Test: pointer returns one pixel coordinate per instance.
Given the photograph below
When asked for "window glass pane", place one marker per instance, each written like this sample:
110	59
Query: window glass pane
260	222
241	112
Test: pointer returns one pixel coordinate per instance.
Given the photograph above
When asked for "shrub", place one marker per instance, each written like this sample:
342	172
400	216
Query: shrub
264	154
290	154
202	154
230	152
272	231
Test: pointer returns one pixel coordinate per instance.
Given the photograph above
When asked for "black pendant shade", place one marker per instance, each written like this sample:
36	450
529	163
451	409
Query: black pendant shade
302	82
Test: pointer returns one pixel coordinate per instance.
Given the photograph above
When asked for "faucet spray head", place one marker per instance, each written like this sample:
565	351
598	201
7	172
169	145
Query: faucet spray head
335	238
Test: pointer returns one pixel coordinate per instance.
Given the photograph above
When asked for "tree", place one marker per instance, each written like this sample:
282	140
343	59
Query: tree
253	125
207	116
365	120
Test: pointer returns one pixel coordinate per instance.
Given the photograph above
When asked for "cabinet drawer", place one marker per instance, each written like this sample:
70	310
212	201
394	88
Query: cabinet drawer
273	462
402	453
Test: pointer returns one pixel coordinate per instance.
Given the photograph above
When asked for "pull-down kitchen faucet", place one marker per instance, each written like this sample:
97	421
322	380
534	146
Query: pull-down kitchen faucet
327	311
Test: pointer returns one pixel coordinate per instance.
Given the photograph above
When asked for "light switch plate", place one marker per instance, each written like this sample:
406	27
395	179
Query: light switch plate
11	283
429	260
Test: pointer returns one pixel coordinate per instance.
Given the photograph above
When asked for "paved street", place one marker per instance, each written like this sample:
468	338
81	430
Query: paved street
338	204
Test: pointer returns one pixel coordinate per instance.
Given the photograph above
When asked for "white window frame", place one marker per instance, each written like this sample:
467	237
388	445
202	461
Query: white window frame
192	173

......

**WHAT TO PRODUCE**.
How many lines in the items above contain the string "pull"? Reply with the number alone.

**FULL ANSWER**.
2